### Passage provided:
Beyond studies, there are harrowing examples of off-label drug use causing serious harm. One is the Fen-Phen disaster.23 In 1983, a pharmacologist ran a study on people over 200 pounds and found that combining the diet drugs fenfluramine and phentermine into a non-FDA approved drug “cocktail” was an extremely effective weight loss solution.24 By the mid-1990s, millions of people were taking this drug cocktail, including many who were not obese,25 despite the fact that the drug combination was thought to cause a 23- to 46-fold increase in the risk of an untreatable, and often fatal, heart condition.26 By the time the combination was recalled, over 37,000 claims were brought by those alleging serious heart problems and by 2007, about one third of these claims had been addressed by a drug company compensation trust.27

      Necessity of Off-Label Use

Any attempt to curtail the negative impacts of off-label drug use must be careful not to be overly restrictive because in some medical fields off-label drug use is a necessity.28 A significant reason for this is because the costs of receiving approval for all potential uses of a drug are prohibitively high.29 Establishing an additional indication for a drug requires a series of clinical trials that can cost upwards of $22 million.30 Once a drug is approved, a new use can be added to the label after obtaining approval for an efficacy supplement – that is, a supplement to an approved application proposing a new use.31 The problem with these supplements is that, although regulations state that the supplement must “incorporate . . . at least one adequate and well-controlled study,”32 it is unclear what is actually required. Some scholars claim that the efficacy supplement process requires the “same tedious, costly clinical-trials process needed to achieve the original marketing approval.”33 In addition, pharmaceutical companies are hesitant to go through this process because “physicians may prescribe a drug off-label anyway, in which case obtaining a new indication is unnecessary.”34 In addition to the high price, approval of new drug uses can take years.35

The time and cost barriers of getting a new drug approved can put doctors treating patients with cancer in the position of either prescribing drugs off-label or watching patients die.36 Off-label drug use is essential in treating cancer because “chemotherapy treatments often combine drugs [and] these combinations might include one or more drugs not approved for that disease . . . . [O]ncologists and their patients are often faced with problems that have few approved treatment options . . . [and] may be more willing to try off-label drugs than other medical specialties.”37

Pediatric care often involves off-label drug use as well. Less than half of all drugs are approved for children, so pediatricians “must prescribe off-label drugs . . . because an overwhelming number of critical drugs still have no information on the label for use in children.”38 Off-label drug use is even more critical for children with rare diseases as it is less likely that the drug has been approved for such a disease.39 It is clear that our society must allow doctors to prescribe off-label drugs because the drugs are necessary for treating children and cancer patients, as well as those with rare medical issues.

### Listed entries:
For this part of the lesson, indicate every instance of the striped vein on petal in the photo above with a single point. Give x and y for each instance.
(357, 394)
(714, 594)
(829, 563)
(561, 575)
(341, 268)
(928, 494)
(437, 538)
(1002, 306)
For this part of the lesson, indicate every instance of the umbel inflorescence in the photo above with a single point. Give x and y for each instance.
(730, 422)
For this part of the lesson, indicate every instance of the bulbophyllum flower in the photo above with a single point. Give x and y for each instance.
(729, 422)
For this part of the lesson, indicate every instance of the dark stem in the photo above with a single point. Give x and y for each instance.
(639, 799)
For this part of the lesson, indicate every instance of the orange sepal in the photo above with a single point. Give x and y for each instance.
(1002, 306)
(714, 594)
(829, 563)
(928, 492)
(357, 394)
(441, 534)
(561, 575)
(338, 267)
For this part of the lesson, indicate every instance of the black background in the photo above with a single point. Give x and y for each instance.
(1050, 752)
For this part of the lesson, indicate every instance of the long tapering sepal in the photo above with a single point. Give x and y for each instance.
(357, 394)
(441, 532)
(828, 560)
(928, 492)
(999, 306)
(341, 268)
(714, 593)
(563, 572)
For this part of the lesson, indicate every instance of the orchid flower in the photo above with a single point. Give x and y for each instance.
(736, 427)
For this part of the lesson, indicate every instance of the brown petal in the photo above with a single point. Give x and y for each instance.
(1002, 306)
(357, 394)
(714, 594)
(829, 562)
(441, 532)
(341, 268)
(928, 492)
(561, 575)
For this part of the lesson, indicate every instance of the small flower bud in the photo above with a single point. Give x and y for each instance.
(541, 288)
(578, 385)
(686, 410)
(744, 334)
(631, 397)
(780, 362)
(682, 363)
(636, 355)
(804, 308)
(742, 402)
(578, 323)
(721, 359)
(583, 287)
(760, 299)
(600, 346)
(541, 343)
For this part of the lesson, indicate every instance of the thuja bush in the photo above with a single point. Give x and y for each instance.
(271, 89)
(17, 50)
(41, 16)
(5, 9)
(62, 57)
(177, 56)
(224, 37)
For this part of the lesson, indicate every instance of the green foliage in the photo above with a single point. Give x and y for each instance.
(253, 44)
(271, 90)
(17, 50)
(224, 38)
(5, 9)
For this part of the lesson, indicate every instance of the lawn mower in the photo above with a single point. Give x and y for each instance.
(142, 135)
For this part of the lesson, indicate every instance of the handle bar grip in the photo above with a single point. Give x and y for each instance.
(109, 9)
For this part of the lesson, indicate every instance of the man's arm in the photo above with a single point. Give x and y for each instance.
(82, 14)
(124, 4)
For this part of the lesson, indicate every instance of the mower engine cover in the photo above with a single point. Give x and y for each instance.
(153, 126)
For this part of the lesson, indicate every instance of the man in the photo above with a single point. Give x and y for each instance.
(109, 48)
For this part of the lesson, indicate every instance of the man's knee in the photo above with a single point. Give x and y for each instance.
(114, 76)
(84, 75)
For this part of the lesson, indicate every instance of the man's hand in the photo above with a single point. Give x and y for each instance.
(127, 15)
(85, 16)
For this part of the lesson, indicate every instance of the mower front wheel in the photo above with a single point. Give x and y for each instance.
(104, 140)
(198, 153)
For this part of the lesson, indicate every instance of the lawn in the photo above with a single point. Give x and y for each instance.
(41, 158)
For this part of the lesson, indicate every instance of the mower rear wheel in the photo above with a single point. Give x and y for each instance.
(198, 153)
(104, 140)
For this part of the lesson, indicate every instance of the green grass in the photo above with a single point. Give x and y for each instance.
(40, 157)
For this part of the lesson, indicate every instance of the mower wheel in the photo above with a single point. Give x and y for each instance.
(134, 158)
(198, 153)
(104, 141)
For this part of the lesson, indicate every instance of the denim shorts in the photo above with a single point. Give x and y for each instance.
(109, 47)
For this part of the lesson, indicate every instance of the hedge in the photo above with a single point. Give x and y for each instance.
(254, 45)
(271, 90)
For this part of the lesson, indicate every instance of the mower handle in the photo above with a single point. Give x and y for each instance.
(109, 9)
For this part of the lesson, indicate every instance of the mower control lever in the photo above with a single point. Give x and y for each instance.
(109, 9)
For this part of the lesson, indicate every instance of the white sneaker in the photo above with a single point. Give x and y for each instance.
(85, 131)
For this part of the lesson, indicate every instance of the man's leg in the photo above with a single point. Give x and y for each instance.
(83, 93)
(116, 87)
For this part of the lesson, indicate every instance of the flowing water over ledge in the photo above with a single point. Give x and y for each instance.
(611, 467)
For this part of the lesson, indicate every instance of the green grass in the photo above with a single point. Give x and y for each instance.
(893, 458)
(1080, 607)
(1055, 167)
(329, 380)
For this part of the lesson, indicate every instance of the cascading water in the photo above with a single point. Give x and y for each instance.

### Problem requirements:
Resume the passage on off-label drug use, starting right after its final sentence. None of the data has any bearing on this.

### Written answer:
Current Medical Malpractice Rules

The FDA has acknowledged that “state tort liability is the ‘appropriate source of control for off-label uses of prescription drugs’” because the FDA cannot regulate physicians directly.40 While acknowledging that whether a drug is off-label is an important fact for the jury to consider,41 courts have held that off-label drug use is not prima face evidence of negligence,42 and that the use of off-label drugs can even set the standard of care in medical malpractice cases.43 However, standard medical malpractice laws are insufficient to deal with off-label drug use. A medical malpractice or professional medical negligence claim requires showing that a legal duty exists in the treatment of the patient and that the provider failed to conform to the relevant standard of care.44

Specific to professional medical negligence is the idea that a medical professional will not be held liable unless he or she fails to exercise the standard skill and prudence of an ordinary, reputable doctor in the same area of practice.45 Thus, it is medical custom, rather than reasonableness, by which a doctor’s conduct is measured.46 Currently, medical custom supports the use of many off-label drugs even without proper scientific research as evidenced by the fact that less than a third of off-label drug use is based on significant scientific research.47 Sometimes, like in the Fen-Phen disaster, doctors will still prescribe a drug off-label even when it is known to be dangerous.48 Therefore, unless medical malpractice rules are adjusted when off-label drugs are used, even a doctor who prescribes a known dangerous off-label drug may not be held liable if the drug is widely used.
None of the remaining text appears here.